◆ **REQUIREMENT**
Reproduce all of the material below, substituting "closed polygon" for every "simplified polygon" and keeping everything else the same. Leave the pictures out.
[BEGIN]
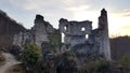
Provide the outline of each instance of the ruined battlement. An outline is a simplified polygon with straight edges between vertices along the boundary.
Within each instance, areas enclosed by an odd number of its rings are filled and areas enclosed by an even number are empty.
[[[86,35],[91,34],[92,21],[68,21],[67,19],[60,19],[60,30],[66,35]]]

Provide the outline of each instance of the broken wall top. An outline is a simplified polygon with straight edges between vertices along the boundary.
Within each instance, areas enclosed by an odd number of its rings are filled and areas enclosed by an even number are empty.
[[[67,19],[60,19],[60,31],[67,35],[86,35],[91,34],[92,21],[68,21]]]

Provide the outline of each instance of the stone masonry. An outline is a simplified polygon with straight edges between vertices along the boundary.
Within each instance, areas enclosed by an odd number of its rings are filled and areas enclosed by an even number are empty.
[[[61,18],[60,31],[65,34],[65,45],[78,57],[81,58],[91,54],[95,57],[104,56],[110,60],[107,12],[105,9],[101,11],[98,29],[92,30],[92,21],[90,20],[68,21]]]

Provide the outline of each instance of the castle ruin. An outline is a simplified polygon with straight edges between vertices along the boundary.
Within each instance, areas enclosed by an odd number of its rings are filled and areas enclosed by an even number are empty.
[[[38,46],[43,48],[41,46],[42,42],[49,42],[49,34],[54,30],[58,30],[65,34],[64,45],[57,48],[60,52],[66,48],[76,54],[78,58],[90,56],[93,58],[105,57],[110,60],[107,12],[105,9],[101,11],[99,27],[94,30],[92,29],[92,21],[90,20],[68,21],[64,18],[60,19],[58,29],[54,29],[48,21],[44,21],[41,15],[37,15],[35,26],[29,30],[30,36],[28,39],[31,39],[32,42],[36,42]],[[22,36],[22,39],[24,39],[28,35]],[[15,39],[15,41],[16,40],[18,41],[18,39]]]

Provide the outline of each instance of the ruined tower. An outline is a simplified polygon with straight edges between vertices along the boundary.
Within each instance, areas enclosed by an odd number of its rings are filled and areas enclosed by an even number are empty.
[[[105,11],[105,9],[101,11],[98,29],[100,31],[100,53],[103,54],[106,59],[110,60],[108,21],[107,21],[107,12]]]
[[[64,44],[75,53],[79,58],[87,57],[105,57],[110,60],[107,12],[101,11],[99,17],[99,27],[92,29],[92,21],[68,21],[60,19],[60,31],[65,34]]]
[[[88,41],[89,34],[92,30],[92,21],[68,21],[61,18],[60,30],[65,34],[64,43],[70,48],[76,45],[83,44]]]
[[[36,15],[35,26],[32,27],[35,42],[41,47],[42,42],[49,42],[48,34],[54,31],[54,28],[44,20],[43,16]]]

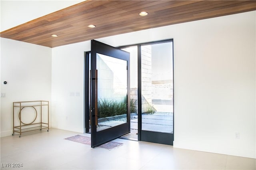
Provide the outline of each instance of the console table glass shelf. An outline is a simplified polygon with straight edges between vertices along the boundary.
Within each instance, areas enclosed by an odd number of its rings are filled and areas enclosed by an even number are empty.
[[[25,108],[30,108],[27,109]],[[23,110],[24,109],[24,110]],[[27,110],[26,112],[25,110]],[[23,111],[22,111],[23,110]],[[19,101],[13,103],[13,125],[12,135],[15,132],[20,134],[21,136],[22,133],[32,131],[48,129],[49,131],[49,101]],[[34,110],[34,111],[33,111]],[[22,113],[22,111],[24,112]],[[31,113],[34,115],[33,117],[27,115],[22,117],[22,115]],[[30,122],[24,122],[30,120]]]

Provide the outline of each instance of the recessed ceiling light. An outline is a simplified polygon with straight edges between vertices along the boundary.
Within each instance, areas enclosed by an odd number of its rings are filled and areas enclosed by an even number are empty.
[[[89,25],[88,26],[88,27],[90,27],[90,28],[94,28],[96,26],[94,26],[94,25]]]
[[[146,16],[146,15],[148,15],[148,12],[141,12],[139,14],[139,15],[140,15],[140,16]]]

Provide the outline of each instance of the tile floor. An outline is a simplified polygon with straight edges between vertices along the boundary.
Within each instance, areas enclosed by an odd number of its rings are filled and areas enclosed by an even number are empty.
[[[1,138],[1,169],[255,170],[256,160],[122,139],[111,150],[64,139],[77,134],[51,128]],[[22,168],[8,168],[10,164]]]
[END]
◆ **SOLVED PROBLEM**
Provide the outline of each instance of the ruined battlement. An outline is a closed polygon with straight edges between vertices along the boundary.
Within each instance, areas enclosed by an odd number of its rings are filled and areas enclosed by an even number are empty.
[[[86,35],[91,34],[92,21],[68,21],[67,19],[60,19],[60,30],[66,35]]]

Provide the outline of each instance of the broken wall top. An outline is a closed polygon with straight edges between vertices along the boundary.
Within each instance, areas enclosed by an odd number of its rings are filled and areas enclosed by an even number are empty.
[[[67,19],[60,19],[60,31],[67,35],[86,35],[91,34],[92,21],[68,21]]]

Provide the outline of each instance of the stone masonry. An outline is a closed polygon with straight edges between vertices along the boundary.
Within each instance, areas enclosed by an odd number of its rings are filled and areas enclosed by an even number are empty.
[[[61,18],[60,31],[65,34],[65,45],[78,57],[81,58],[91,54],[95,57],[104,56],[110,60],[107,12],[105,9],[101,11],[98,29],[92,30],[92,21],[90,20],[68,21]]]

Provide the outline of each instance of the castle ruin. An outline is a closed polygon with straight edges between vertices along the boundary.
Within each instance, areas enclosed by an odd number of its rings are filled and areas enclosed by an even number are empty.
[[[38,46],[43,48],[41,46],[42,42],[49,42],[49,34],[54,30],[58,30],[65,34],[64,45],[57,48],[60,52],[66,48],[76,54],[78,58],[90,56],[93,58],[105,57],[110,60],[107,12],[105,9],[101,11],[99,27],[94,30],[92,29],[92,21],[90,20],[68,21],[64,18],[60,19],[58,29],[54,29],[48,21],[44,21],[41,15],[37,15],[35,26],[29,30],[30,36],[28,39],[31,39],[32,42],[36,42]],[[22,36],[22,39],[24,39],[28,35]],[[15,39],[15,41],[16,40],[18,41],[18,39]]]

Provide the outline of each instance of the ruined tower. An outline is a closed polygon with straight edges between vertices along the boundary.
Within each instance, areas enclosed by an odd number of its rings are filled and areas enclosed by an even number are empty.
[[[105,11],[105,9],[101,11],[98,29],[100,31],[100,53],[103,54],[106,59],[110,60],[108,21],[107,21],[107,12]]]
[[[64,44],[75,53],[79,58],[87,57],[105,57],[110,60],[107,12],[101,11],[99,17],[99,27],[92,29],[92,21],[68,21],[60,19],[60,31],[65,34]]]
[[[88,41],[89,34],[92,30],[92,21],[68,21],[61,18],[60,30],[65,34],[64,43],[70,48],[76,45],[83,44]]]
[[[36,15],[35,26],[32,27],[35,42],[41,47],[42,42],[49,42],[48,34],[54,31],[54,28],[44,20],[43,16]]]

Provide the outline of each instance of the console table glass shelf. An outline is a closed polygon with straight edges between vertices along the boundary.
Within each instance, areas enclosed by an odd number of its rings are filled and areas enclosed by an even number are empty.
[[[25,108],[30,108],[27,109]],[[23,110],[24,109],[24,110]],[[27,110],[26,112],[25,110]],[[23,111],[22,111],[23,110]],[[19,101],[13,103],[13,125],[12,135],[15,132],[20,134],[21,136],[22,133],[32,131],[48,129],[49,131],[49,101]],[[34,110],[34,111],[33,111]],[[22,113],[22,111],[24,112]],[[31,113],[34,115],[33,117],[27,115],[22,117],[22,115]],[[30,122],[24,122],[30,120]]]

Provide the outline of each instance of the recessed ceiling light. An outline is a closed polygon with straight edges between vertices along the boundary.
Within each instance, areas enclosed by an odd number of its rings are filled and areas enclosed by an even number are empty.
[[[89,25],[88,26],[88,27],[90,27],[90,28],[94,28],[96,26],[94,26],[94,25]]]
[[[146,16],[146,15],[148,15],[148,12],[141,12],[139,14],[139,15],[140,15],[140,16]]]

Provide the outline of each instance of the tile floor. An outline is a closed polygon with straight edges between vertices along the boundary.
Within each instance, areas enclosed by an odd number of its rings are filled and areas enclosed by an even number are empty.
[[[1,138],[1,169],[255,170],[256,160],[122,139],[111,150],[64,139],[77,134],[51,128]],[[22,168],[8,168],[10,164]]]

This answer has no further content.